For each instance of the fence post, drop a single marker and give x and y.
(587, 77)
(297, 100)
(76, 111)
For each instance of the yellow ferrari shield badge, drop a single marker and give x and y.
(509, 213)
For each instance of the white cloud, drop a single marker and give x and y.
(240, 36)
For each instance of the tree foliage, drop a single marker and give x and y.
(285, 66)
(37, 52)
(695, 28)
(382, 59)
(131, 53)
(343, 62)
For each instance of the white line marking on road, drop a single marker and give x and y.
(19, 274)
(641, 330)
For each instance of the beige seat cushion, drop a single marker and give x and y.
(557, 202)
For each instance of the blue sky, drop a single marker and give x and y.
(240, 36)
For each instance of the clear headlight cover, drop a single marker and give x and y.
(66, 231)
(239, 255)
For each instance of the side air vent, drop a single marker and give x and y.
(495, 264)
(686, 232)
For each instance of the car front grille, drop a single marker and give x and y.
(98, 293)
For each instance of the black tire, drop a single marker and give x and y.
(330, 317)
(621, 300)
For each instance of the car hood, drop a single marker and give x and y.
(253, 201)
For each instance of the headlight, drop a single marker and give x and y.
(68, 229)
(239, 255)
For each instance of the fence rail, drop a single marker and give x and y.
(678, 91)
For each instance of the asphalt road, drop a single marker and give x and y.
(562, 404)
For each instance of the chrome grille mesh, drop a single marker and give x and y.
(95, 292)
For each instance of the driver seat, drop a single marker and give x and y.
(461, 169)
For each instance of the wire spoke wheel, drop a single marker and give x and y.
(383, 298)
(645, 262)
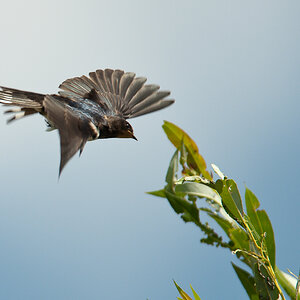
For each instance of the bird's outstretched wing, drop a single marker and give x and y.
(74, 130)
(117, 92)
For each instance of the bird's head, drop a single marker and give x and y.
(119, 128)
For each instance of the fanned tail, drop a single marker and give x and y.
(28, 103)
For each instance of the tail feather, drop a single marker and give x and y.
(28, 102)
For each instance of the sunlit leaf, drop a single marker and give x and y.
(232, 201)
(247, 281)
(182, 293)
(173, 169)
(200, 190)
(288, 282)
(265, 285)
(218, 171)
(196, 296)
(189, 210)
(176, 135)
(269, 238)
(261, 223)
(252, 204)
(159, 193)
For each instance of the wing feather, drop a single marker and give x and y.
(117, 92)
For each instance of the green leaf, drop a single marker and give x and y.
(261, 223)
(247, 281)
(252, 204)
(265, 285)
(194, 160)
(173, 169)
(232, 201)
(158, 193)
(200, 190)
(173, 200)
(182, 293)
(287, 282)
(190, 212)
(196, 296)
(269, 239)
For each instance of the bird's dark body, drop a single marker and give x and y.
(89, 108)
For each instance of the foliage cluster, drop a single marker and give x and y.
(249, 232)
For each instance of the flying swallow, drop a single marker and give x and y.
(89, 108)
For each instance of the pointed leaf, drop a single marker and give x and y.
(252, 204)
(247, 281)
(200, 190)
(287, 282)
(269, 239)
(196, 296)
(232, 201)
(265, 285)
(182, 293)
(176, 136)
(158, 193)
(173, 169)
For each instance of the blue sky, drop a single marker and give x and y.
(233, 68)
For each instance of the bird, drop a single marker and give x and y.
(88, 108)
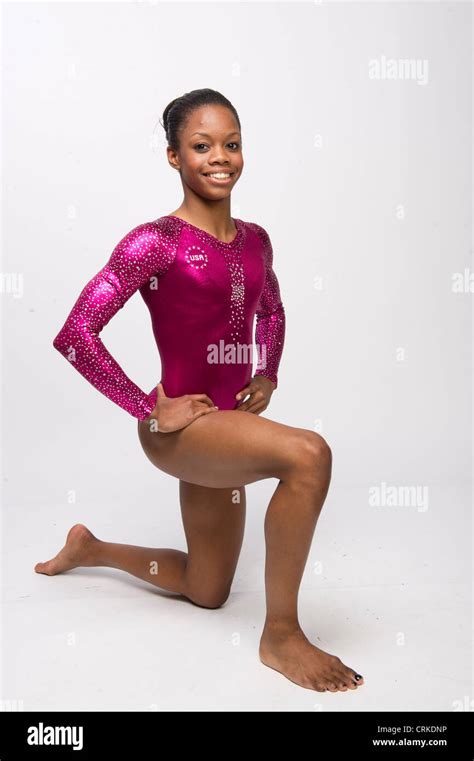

------------------------------------------------------------

▶ TASK DESCRIPTION:
List each line in the items above that contains the word "fence".

▶ COMPLETE RESPONSE:
For each instance of the fence post, drop a single marker and give x and y.
For each instance of the fence rail, drop a single marker and give x and y.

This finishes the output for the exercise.